#### [Stated exercise]
Write the material out again exactly.
══ The input ══
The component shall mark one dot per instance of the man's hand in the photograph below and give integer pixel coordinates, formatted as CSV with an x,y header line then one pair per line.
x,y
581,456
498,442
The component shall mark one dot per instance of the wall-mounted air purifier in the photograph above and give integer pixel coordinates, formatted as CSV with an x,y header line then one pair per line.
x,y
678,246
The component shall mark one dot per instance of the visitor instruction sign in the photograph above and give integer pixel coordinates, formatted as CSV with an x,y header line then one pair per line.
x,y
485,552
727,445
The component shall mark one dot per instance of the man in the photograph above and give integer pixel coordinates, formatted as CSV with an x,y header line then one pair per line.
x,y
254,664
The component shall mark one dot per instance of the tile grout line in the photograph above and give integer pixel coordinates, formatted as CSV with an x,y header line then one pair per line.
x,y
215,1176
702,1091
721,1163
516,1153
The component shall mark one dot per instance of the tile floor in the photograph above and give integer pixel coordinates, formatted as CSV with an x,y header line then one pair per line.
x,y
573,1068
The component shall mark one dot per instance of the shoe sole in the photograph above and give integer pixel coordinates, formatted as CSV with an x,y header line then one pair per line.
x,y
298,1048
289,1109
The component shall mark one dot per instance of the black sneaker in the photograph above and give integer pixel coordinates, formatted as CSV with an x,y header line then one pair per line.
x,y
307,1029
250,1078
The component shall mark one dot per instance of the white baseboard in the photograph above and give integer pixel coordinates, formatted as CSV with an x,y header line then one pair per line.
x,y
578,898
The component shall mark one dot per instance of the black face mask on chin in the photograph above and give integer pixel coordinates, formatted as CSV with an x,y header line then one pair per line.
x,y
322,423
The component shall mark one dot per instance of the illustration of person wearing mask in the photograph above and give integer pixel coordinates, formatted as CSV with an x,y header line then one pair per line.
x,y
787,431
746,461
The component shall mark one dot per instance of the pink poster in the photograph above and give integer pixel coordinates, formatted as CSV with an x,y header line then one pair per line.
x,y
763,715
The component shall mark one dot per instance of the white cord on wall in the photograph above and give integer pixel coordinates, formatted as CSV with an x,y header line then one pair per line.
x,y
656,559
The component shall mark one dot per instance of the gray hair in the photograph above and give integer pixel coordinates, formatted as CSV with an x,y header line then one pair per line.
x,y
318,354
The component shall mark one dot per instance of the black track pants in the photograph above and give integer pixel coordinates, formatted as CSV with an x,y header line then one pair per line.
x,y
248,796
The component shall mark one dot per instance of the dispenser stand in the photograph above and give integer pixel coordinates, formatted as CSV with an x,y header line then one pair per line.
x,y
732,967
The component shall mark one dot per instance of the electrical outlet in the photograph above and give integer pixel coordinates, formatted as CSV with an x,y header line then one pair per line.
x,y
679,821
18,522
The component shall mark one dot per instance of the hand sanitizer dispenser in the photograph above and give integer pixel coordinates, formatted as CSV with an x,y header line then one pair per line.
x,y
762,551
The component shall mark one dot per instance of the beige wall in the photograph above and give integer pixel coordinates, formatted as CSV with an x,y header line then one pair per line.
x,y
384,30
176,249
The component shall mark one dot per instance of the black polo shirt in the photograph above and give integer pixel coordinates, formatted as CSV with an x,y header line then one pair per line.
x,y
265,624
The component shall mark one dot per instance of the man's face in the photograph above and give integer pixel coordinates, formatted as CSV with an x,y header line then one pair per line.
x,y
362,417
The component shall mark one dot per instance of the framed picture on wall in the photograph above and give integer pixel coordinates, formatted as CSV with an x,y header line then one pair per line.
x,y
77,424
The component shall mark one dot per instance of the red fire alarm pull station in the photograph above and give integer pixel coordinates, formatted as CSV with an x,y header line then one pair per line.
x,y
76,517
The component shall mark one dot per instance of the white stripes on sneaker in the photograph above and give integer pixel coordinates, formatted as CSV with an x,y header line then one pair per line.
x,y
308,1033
═══
#### [Full response]
The component shall mark one dot per instance of the man's hand in the photograph below and give integer pixel coordinates, formatted as CSV with an x,y header line then one pair per line.
x,y
581,456
498,442
The component shall mark one dot per instance of the wall-mounted air purifier in the photograph above and give integer pixel coordinates, formatted as CSV with an x,y header line then one pair per line.
x,y
678,246
The component shall mark one dot per instance of the visitor instruction sign in the photograph above and give integer pixel coordinates, formatted as CSV with an x,y header line then one pair per line.
x,y
485,552
727,445
The component shall mark one dot per instance of the man in the photograph above and give integer pixel coordinates, formatted as CSV with an x,y header line then one pair per line.
x,y
254,664
The component shall mark one dot per instance of the tile grout line in the photograph above and give integer pixel coordinates, formatted as CSV with an x,y header line then one pair per line.
x,y
215,1176
702,1091
721,1163
516,1153
The component shall mark one dot per instance of the tile floor in the photograph above and give integer pixel coordinates, formatted as CSV with an x,y header line then one pair per line.
x,y
573,1068
The component shall mark one dot per instance of the shoe sole in the photograph above and give integer pixel coordinates, formatted as CSV with an x,y header line then one pair per line.
x,y
298,1048
289,1109
The component shall mark one dot per instance of the black sneaker in the photograph above and give integer pixel coordinates, formatted as CSV with an x,y header line then one pair per line.
x,y
307,1029
250,1078
The component shall mark one dot per instance of the white baseboard in the photograph above and give integer pixel coordinates, formatted as CSV with an x,y header line then one pair per line.
x,y
578,898
The component shall mark one dot per instance of the black face mask on chin in the photograph above and give integer pixel coordinates, formatted as CSV with an x,y header line then one pair per line.
x,y
322,423
The component shall mark one dot per instance of the illustration of person wearing mask in the photograph above and give integer pixel coordinates, formatted as CSV with an x,y header line then one pair per line.
x,y
787,431
746,461
The component shall mark one dot per instance of the pink poster in the photograph above and give integer pixel coordinates, formatted as CSV with an x,y header line then one pair per line.
x,y
763,715
The component shall mark one dot per instance of the white cord on wall in the photograph above and give integer pixel coordinates, formatted as CSV with an x,y header line then one pair per line.
x,y
656,559
The component shall mark one dot per instance of the gray hair in the photograph above and give integer pixel coordinates, formatted as CSV with an x,y header line then one pair per line.
x,y
318,354
The component shall mark one dot per instance of the black track pants in the photograph above and give integer pixel coordinates, formatted as CSV with an x,y header line then one pair per line.
x,y
248,796
The component shall mark one dot per instance of the dispenser stand in the photograph above and give integer pixel coordinates, formatted as CSV with an x,y header line then one pair per line.
x,y
732,967
The component shall mark one dot per instance of the electrical outlet in the photograph above and give integer pixel coordinates, formatted as CSV with an x,y header line then one pair per line.
x,y
679,821
18,522
The component shall mark one dot per instance of the hand sanitizer dispenser in the photograph above and give integer pixel coordinates, formatted as CSV with an x,y header line then one pair per line.
x,y
762,551
The component shall mark one dot per instance of the beige wall in the photograph above and give integer pixel coordinates, formatted as CSV with an x,y header line then one pair per line.
x,y
384,30
176,249
The component shall mark one dot per instance of the black polo shirt in the photograph above and give integer pixel coordinates, formatted as CSV with an x,y header line then one pair per line.
x,y
265,624
The component shall mark one dot per instance of the man's face in the photograph above and give integer pixel coordinates, formatted as CSV with an x,y header line then one pair per line.
x,y
362,417
The component shall mark one dot per instance of the framed picture on wall in the photograph above and give integer pixel coordinates, formatted as CSV with an x,y header line then one pair per line.
x,y
77,424
The component shall mark one dot per instance of the red fire alarm pull station in the photograph above and give integer pixel coordinates, formatted as CSV with an x,y header line then one pair per line.
x,y
76,517
The component shall mark one dot per instance of the white stripes on sneaker in the photograph above and give integer pixel coordinates, formatted as CSV with an x,y header line then one pair per line.
x,y
308,1033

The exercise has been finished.